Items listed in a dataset
>>
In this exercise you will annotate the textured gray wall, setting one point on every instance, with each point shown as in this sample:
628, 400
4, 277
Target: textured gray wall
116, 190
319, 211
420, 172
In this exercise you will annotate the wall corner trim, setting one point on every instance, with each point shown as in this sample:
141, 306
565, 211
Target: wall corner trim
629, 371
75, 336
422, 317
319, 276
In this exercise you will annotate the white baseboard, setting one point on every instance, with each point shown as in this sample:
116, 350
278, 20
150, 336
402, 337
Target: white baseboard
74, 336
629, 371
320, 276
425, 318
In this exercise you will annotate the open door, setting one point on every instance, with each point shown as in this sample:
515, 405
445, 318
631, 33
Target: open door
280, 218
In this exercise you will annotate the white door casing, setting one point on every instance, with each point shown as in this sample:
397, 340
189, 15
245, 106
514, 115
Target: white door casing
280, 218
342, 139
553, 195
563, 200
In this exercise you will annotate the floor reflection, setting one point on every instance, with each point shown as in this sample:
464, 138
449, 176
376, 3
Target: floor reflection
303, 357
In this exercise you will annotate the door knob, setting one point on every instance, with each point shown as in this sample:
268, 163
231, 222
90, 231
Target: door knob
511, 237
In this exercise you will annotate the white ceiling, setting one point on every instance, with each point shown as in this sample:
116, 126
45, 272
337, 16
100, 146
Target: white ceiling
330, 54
<<
>>
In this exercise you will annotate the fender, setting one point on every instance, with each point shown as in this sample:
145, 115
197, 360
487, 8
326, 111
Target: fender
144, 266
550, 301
<<
>>
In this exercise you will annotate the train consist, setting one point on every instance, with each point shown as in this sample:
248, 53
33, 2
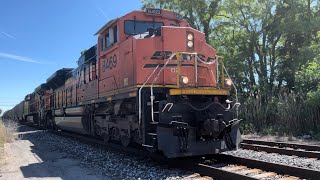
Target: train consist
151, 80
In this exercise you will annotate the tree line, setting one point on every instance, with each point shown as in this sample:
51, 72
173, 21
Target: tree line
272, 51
<<
▶ [Activity] Find how many of the lines above have the word "every" in them. State only that number.

▶ [Result of this task] 11